GIVEN PROBLEM => Gather every line in the listing below that contains the string "polka". Case counts, so match capitals and lowercase exactly.

— Begin —

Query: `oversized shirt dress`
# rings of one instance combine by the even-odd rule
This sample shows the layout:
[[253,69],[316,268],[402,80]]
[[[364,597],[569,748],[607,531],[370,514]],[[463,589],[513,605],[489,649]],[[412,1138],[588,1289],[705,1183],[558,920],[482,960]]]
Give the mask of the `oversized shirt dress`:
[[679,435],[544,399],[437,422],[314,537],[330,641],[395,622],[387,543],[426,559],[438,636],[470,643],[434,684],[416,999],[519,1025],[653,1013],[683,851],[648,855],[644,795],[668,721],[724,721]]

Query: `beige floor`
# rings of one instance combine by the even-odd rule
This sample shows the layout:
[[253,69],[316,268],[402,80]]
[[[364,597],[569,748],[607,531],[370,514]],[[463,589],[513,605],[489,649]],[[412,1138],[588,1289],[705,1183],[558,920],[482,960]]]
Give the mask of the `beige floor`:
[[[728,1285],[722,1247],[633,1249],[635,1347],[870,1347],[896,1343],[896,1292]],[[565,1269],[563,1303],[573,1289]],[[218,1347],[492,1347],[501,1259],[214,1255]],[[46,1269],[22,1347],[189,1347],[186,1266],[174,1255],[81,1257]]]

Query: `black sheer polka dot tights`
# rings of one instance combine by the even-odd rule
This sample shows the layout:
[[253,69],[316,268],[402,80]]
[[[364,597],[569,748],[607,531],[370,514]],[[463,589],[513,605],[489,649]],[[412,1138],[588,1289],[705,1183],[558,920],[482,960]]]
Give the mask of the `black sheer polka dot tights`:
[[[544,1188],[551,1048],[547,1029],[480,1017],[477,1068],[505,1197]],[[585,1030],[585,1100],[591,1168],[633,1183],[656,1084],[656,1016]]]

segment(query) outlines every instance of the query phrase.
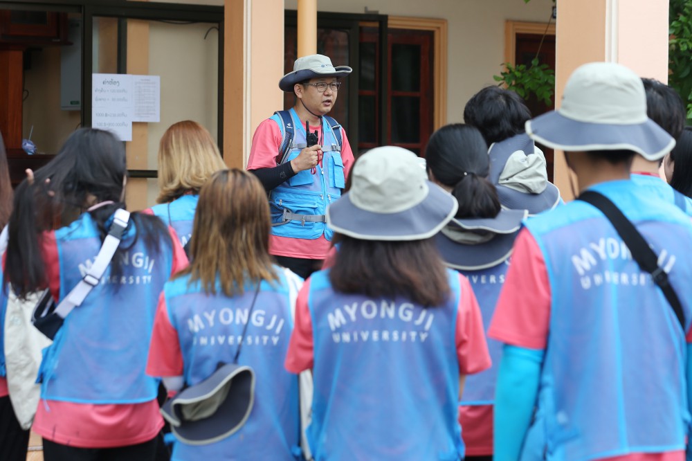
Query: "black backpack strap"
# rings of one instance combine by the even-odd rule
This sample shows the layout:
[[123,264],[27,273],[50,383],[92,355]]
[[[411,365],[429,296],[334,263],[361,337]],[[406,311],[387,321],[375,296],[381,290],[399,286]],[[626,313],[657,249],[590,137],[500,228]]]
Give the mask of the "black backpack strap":
[[279,165],[282,165],[286,162],[286,158],[291,149],[291,143],[293,142],[293,135],[295,133],[295,128],[293,127],[293,120],[291,118],[291,113],[289,111],[277,111],[275,115],[279,116],[281,120],[282,127],[280,127],[283,134],[283,141],[281,142],[281,147],[279,148],[280,159]]
[[682,331],[685,329],[685,317],[682,312],[682,305],[677,294],[671,285],[668,274],[658,265],[658,257],[649,246],[646,240],[637,230],[634,224],[628,219],[614,204],[602,194],[593,190],[588,190],[581,194],[578,200],[585,201],[592,205],[603,213],[608,219],[613,227],[620,235],[623,242],[627,245],[632,253],[632,257],[639,265],[642,270],[651,274],[654,283],[658,285],[666,299],[673,308],[675,316],[677,317]]
[[341,148],[343,146],[343,140],[341,139],[341,125],[336,120],[332,118],[329,116],[322,116],[327,123],[329,124],[331,127],[331,131],[334,132],[334,137],[336,138],[336,142],[339,145],[339,152],[341,152]]

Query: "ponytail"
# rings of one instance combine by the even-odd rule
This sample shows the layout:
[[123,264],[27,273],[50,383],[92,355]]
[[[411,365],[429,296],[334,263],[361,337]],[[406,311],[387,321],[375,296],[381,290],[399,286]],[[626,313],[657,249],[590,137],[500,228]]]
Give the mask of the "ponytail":
[[501,208],[495,186],[475,173],[465,174],[452,195],[459,203],[457,218],[494,218]]

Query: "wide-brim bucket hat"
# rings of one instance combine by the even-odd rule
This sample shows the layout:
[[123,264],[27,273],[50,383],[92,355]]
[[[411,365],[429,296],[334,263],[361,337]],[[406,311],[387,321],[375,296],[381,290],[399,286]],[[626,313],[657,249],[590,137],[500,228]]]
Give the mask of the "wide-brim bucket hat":
[[331,60],[324,55],[309,55],[295,60],[293,71],[284,75],[279,80],[279,88],[282,91],[292,92],[293,85],[311,78],[318,77],[345,77],[353,72],[348,66],[334,66]]
[[[494,218],[454,218],[435,237],[445,264],[462,271],[480,271],[504,263],[512,253],[514,240],[526,210],[501,210]],[[477,233],[486,237],[473,244],[459,243],[459,234]]]
[[527,122],[526,132],[553,149],[631,150],[650,161],[662,159],[675,145],[646,116],[641,79],[612,62],[578,67],[565,87],[560,109]]
[[560,203],[560,191],[548,181],[545,157],[526,134],[495,143],[489,154],[488,179],[503,207],[536,215]]
[[227,363],[168,399],[161,407],[161,414],[179,440],[206,445],[225,439],[242,427],[254,403],[253,369]]
[[402,147],[375,147],[354,165],[350,190],[327,209],[334,231],[362,240],[432,237],[457,212],[457,200],[428,180],[417,156]]

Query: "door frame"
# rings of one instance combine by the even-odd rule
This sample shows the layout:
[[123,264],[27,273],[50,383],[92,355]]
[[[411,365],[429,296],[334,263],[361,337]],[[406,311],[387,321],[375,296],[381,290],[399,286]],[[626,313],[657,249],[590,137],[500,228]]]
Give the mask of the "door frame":
[[432,32],[432,131],[447,124],[447,20],[390,16],[390,29]]
[[536,35],[555,35],[555,23],[525,22],[522,21],[504,21],[504,62],[516,65],[517,34]]

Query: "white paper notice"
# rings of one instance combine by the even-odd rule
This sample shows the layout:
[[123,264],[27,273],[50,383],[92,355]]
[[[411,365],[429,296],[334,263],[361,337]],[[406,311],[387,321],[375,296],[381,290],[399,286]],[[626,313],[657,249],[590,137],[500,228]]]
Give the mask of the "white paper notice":
[[134,91],[133,122],[161,121],[161,78],[158,75],[132,75]]
[[91,75],[91,126],[112,132],[120,141],[132,141],[132,80],[130,75]]
[[161,121],[160,76],[94,73],[91,82],[94,128],[132,141],[132,122]]

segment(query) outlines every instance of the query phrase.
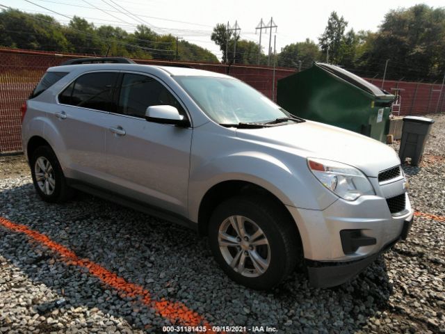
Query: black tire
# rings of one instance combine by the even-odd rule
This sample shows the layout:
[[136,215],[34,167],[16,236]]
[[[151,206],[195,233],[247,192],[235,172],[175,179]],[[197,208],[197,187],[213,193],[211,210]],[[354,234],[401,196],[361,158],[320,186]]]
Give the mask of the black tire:
[[[234,259],[235,258],[234,254],[236,252],[244,253],[245,259],[248,259],[248,254],[250,257],[250,250],[252,250],[252,248],[254,246],[248,246],[250,248],[246,250],[243,250],[244,248],[242,248],[241,246],[235,248],[231,246],[230,248],[225,248],[222,250],[220,247],[218,242],[220,228],[225,231],[225,226],[232,228],[233,224],[229,225],[229,223],[227,220],[229,217],[234,216],[241,216],[254,222],[257,227],[261,228],[268,241],[268,249],[266,250],[264,248],[259,250],[259,252],[263,250],[264,254],[267,254],[270,251],[268,267],[262,273],[257,271],[256,274],[258,276],[256,277],[246,277],[245,269],[241,269],[244,272],[244,275],[243,275],[237,272],[238,269],[232,269],[228,263],[231,260],[231,256]],[[249,224],[251,224],[251,222],[248,220],[243,223],[245,226]],[[252,234],[249,235],[249,233],[247,232],[247,227],[245,230],[248,239],[252,237]],[[254,230],[252,230],[254,231]],[[229,232],[227,233],[230,234]],[[236,231],[234,234],[230,235],[236,235]],[[295,223],[289,218],[288,214],[283,212],[282,207],[267,198],[239,196],[229,199],[219,205],[210,218],[209,241],[216,262],[227,276],[239,284],[256,289],[270,289],[279,284],[293,271],[300,255],[298,253],[300,249],[298,246],[299,239]],[[248,241],[246,241],[246,242]],[[242,247],[248,247],[248,246],[245,244]],[[267,246],[255,246],[254,247],[254,250],[257,250],[257,247],[267,247]],[[228,249],[230,249],[229,255],[227,254]],[[227,260],[227,256],[229,257],[229,260]],[[263,257],[266,258],[266,255]],[[250,266],[249,266],[249,261]],[[253,262],[252,259],[244,261],[246,267],[254,267]]]
[[[39,186],[36,177],[36,161],[39,158],[43,158],[47,161],[51,167],[50,175],[51,180],[55,181],[54,187],[51,187],[51,193],[45,193]],[[66,179],[57,157],[52,149],[49,146],[40,146],[33,151],[29,157],[31,173],[33,177],[33,183],[37,193],[45,202],[51,203],[62,203],[72,198],[74,191],[67,184]]]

— End —

CORRECT OUTPUT =>
Query: `black sheer polka dot tights`
Give the mask of the `black sheer polka dot tights`:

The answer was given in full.